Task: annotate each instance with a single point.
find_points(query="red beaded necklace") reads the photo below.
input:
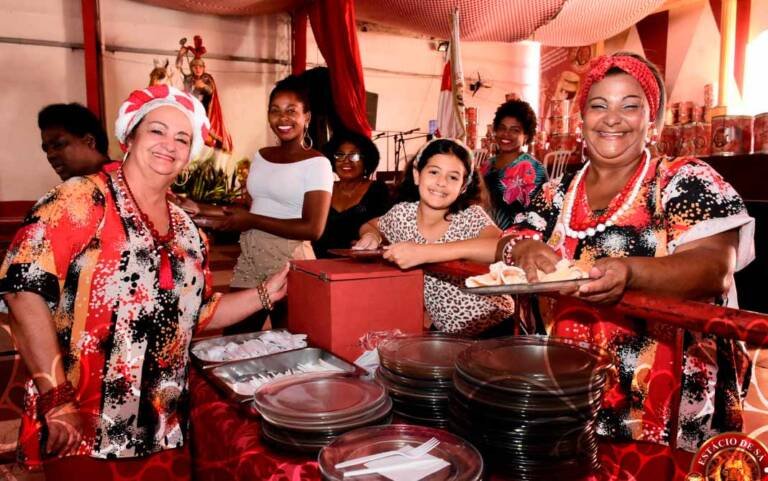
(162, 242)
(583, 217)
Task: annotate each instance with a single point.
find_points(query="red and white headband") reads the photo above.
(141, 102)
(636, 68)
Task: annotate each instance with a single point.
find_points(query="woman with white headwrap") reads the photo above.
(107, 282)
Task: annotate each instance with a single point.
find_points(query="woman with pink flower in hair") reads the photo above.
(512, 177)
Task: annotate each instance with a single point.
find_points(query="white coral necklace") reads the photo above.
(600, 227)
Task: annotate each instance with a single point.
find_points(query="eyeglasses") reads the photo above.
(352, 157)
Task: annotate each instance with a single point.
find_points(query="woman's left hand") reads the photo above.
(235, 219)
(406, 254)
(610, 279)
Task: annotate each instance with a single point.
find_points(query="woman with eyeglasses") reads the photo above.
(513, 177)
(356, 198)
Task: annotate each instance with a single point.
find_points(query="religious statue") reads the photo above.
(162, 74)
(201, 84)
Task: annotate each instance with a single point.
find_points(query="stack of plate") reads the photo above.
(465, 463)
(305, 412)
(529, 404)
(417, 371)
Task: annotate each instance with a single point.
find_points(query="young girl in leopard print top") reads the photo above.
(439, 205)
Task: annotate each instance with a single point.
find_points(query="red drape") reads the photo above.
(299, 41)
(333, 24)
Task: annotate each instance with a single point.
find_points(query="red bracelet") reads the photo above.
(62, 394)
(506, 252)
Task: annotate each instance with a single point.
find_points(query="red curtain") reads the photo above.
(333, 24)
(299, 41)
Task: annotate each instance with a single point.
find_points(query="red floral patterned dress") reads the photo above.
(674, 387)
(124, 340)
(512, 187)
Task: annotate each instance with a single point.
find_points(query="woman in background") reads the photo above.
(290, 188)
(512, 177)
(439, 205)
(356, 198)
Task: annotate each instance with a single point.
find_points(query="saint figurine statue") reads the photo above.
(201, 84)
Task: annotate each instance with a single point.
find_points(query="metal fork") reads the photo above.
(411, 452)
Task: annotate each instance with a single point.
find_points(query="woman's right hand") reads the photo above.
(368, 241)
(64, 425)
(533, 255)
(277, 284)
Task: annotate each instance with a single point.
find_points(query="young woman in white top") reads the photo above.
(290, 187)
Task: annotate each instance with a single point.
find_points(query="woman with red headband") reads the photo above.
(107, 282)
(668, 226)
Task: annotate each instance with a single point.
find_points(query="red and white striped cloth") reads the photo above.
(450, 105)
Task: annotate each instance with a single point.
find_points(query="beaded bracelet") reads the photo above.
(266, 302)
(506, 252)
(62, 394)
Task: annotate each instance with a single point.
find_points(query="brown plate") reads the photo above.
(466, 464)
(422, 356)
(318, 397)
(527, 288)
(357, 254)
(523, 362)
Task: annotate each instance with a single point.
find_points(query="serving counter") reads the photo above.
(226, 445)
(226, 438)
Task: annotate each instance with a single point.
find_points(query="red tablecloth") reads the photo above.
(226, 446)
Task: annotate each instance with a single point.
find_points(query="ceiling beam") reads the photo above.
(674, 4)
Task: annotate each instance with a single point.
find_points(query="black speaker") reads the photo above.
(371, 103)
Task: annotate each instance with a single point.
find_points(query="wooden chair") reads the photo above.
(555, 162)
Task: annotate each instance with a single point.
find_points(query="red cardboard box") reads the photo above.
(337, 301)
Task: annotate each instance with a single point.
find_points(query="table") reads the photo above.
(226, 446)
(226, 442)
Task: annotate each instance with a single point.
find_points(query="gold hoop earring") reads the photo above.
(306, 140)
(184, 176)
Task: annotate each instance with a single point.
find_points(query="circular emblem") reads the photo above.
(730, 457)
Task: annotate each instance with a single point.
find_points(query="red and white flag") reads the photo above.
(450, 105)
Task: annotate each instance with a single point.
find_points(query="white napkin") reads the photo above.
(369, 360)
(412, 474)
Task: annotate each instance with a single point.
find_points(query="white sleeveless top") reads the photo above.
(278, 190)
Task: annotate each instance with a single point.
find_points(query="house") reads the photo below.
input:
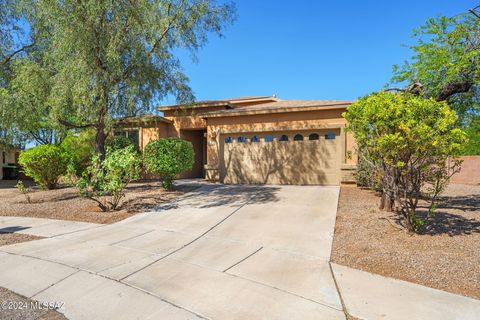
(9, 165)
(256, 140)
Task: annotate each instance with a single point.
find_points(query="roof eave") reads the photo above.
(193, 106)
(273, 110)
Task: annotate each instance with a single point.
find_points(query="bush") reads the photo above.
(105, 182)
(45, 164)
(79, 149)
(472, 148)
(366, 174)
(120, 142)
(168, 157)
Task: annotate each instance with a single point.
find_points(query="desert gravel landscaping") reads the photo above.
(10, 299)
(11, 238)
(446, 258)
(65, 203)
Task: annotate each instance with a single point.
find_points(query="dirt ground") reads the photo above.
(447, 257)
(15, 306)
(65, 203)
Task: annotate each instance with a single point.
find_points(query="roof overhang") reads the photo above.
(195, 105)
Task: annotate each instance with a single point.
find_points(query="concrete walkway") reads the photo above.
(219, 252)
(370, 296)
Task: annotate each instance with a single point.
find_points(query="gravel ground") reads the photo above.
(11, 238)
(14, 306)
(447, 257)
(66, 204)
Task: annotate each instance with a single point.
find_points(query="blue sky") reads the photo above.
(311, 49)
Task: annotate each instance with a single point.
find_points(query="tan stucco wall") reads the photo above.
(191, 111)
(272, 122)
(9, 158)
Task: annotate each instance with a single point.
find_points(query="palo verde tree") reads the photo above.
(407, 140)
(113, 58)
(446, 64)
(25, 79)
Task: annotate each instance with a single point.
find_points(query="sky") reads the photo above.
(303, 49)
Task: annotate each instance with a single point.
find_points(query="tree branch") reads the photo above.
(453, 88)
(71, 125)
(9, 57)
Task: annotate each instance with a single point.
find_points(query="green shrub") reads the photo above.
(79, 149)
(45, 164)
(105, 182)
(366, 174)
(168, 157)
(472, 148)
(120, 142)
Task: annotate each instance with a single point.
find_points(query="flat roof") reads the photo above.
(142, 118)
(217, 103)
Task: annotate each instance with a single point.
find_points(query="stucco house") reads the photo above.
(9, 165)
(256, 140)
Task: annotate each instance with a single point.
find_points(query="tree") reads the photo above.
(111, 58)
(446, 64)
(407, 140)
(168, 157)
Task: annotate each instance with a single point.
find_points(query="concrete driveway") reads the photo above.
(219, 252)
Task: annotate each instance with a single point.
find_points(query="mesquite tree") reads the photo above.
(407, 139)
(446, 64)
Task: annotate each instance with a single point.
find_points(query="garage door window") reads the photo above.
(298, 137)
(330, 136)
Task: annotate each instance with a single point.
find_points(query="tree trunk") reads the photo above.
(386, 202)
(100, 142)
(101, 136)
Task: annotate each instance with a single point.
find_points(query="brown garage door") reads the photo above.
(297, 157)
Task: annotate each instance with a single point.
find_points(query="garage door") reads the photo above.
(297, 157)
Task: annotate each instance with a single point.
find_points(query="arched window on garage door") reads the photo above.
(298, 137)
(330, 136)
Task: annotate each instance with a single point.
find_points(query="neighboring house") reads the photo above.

────────────────────────────────────────

» Aim of the task
Without including any pictures, please restate all the records exactly.

» Completed exercise
Task: annotate each instance with a single point.
find_points(query="red beaded necklace") reads the photo below.
input:
(162, 242)
(583, 217)
Task: annotate each instance with a single point.
find_points(query="red and white headband") reads the photo above.
(141, 102)
(636, 68)
Task: annotate each instance with a single point.
find_points(query="woman with white headwrap") reads the photo above.
(107, 282)
Task: annotate each instance with a single point.
find_points(query="woman with pink flower in hair") reads the photo above.
(512, 177)
Task: annotate each instance with a single point.
find_points(query="white coral necklace") reads the photo above.
(600, 227)
Task: annotate each instance with a single point.
find_points(query="eyeglasses") reads the photo above.
(352, 157)
Task: annotate each instance with a single point.
find_points(query="woman's left hand") reads the photo above.
(235, 219)
(406, 254)
(610, 279)
Task: annotate each instance with a single point.
find_points(query="woman with eyeglasses") reads the photo above.
(513, 177)
(356, 198)
Task: annotate each instance with a single point.
find_points(query="religious statue") reads the photo above.
(162, 74)
(201, 84)
Task: annotate each instance with a single point.
find_points(query="stack of plate") reads the photo above.
(465, 463)
(305, 412)
(529, 404)
(417, 371)
Task: annotate each instance with a single point.
find_points(query="young girl in leopard print top") reads the photo above.
(439, 205)
Task: annotate each instance with a single point.
find_points(query="red drape") reads the photo above.
(299, 41)
(333, 24)
Task: annotate each instance with a single point.
find_points(query="red bracelet") reads the photo above.
(62, 394)
(506, 252)
Task: annotate each instance with a single point.
find_points(query="red curtain") reads the photo above.
(333, 24)
(299, 41)
Task: annotate each instance with a single point.
find_points(query="red floral patterned dress") reads the photo above.
(674, 387)
(124, 340)
(512, 187)
Task: annotate each instance with a single point.
find_points(query="woman in background") reads the photo above.
(290, 188)
(512, 177)
(439, 205)
(356, 198)
Task: annotate each instance with a single point.
find_points(query="saint figurine statue") reads the photo above.
(201, 84)
Task: annotate each instance with a single point.
find_points(query="metal fork") reads the photo above.
(411, 452)
Task: annotate each instance with a single point.
find_points(query="woman's right hand") reads the photo above.
(368, 241)
(64, 425)
(533, 255)
(277, 284)
Task: annotate each instance with a single point.
find_points(query="young woman in white top") reads the photo above.
(290, 187)
Task: annotate each instance with a single point.
find_points(query="woman with red headband") reads the photo above.
(107, 282)
(668, 226)
Task: annotate each instance with a single point.
find_points(query="red and white striped cloth") reads the photo above.
(450, 105)
Task: annotate each instance with a single point.
find_points(query="beaded bracelet") reads the photo above.
(266, 302)
(506, 252)
(62, 394)
Task: annotate each instance with a single point.
find_points(query="brown plate") reads the photo above.
(466, 464)
(422, 356)
(318, 397)
(527, 288)
(357, 254)
(523, 362)
Task: annotate each instance with a single point.
find_points(query="serving counter") reads the photo above.
(226, 445)
(226, 438)
Task: annotate each instance with a single point.
find_points(query="red tablecloth") reads the photo above.
(226, 446)
Task: annotate each instance with a single point.
find_points(query="ceiling beam") reads the photo above.
(674, 4)
Task: annotate each instance with a single point.
find_points(query="black speaker") reads the photo above.
(371, 103)
Task: annotate each instance with a single point.
find_points(query="wooden chair") reads the photo above.
(555, 162)
Task: annotate each instance with a single point.
find_points(query="red cardboard box") reads the photo above.
(337, 301)
Task: annotate each instance with a single point.
find_points(query="table") reads the photo above.
(226, 446)
(226, 442)
Task: annotate each instance with a single point.
find_points(query="gold hoop earring") reads the photo above.
(306, 140)
(184, 176)
Task: annotate each instance with a single point.
find_points(query="circular emblem") reads the photo above.
(730, 457)
Task: annotate each instance with a single point.
find_points(query="red and white flag") reads the photo above.
(450, 105)
Task: annotate each instance with a single point.
find_points(query="white napkin") reads the photo above.
(369, 360)
(412, 474)
Task: annotate each instance with a single point.
find_points(query="white sleeveless top") reads the photo above.
(278, 190)
Task: annotate each instance with a single point.
find_points(query="house") reads the photo below.
input:
(9, 165)
(256, 140)
Task: annotate each instance with a single point.
find_points(query="roof eave") reads the photo above.
(193, 106)
(273, 110)
Task: annotate each instance with a single point.
find_points(query="bush") reads the photo above.
(105, 182)
(45, 164)
(79, 149)
(472, 148)
(366, 174)
(120, 142)
(168, 157)
Task: annotate each instance with a single point.
find_points(query="desert gravel landscaping") reads the photo above.
(10, 299)
(11, 238)
(446, 258)
(65, 203)
Task: annotate each instance with a single point.
find_points(query="dirt ground") reads the photo above.
(447, 257)
(15, 306)
(65, 203)
Task: annotate each instance with a single point.
find_points(query="roof overhang") reads the photo above.
(195, 105)
Task: annotate each instance with a single point.
find_points(query="concrete walkway") reads the photo above.
(219, 252)
(370, 296)
Task: annotate each instance with a single point.
find_points(query="gravel ground") reads the photo above.
(11, 238)
(14, 306)
(447, 257)
(66, 204)
Task: annotate each instance with a single point.
find_points(query="blue sky") reads the photo above.
(311, 49)
Task: annotate each instance with a single point.
find_points(query="tan stucco wall") reads the photo above.
(191, 111)
(272, 122)
(9, 158)
Task: annotate each instance with a single point.
find_points(query="palo verde tree") reads the photo above.
(407, 140)
(113, 58)
(446, 64)
(25, 79)
Task: annotate each instance with a single point.
find_points(query="sky") reads the photo above.
(303, 49)
Task: annotate each instance with a single point.
find_points(query="tree branch") reads the photo above.
(453, 88)
(71, 125)
(9, 57)
Task: annotate each instance with a single point.
find_points(query="green shrub") reads the photo above.
(79, 149)
(45, 164)
(105, 182)
(366, 174)
(168, 157)
(472, 148)
(120, 142)
Task: annotate each instance with a single point.
find_points(query="flat roof") reads the photo above.
(142, 118)
(217, 103)
Task: annotate each instance with a single point.
find_points(query="stucco house") reads the photo above.
(9, 165)
(256, 140)
Task: annotate each instance with a single point.
find_points(query="tree") reads the photo above.
(111, 58)
(446, 64)
(407, 140)
(168, 157)
Task: annotate each instance with a single point.
find_points(query="concrete driveway") reads the photo above.
(219, 252)
Task: annotate each instance with a single point.
find_points(query="mesquite tree") reads the photo above.
(407, 139)
(446, 64)
Task: annotate each instance with a single point.
find_points(query="garage door window") reads the photo above.
(298, 137)
(330, 136)
Task: annotate each instance with a single point.
find_points(query="tree trunk") reads the photo above.
(386, 202)
(100, 142)
(101, 136)
Task: annotate each instance with a single point.
find_points(query="brown garage door") reads the photo above.
(297, 157)
Task: annotate each instance with a single point.
find_points(query="garage door") reads the photo above.
(297, 157)
Task: annotate each instance with a single point.
find_points(query="arched window on garage door") reads the photo above.
(298, 137)
(330, 136)
Task: annotate each instance with a single point.
find_points(query="neighboring house") reads the photo above.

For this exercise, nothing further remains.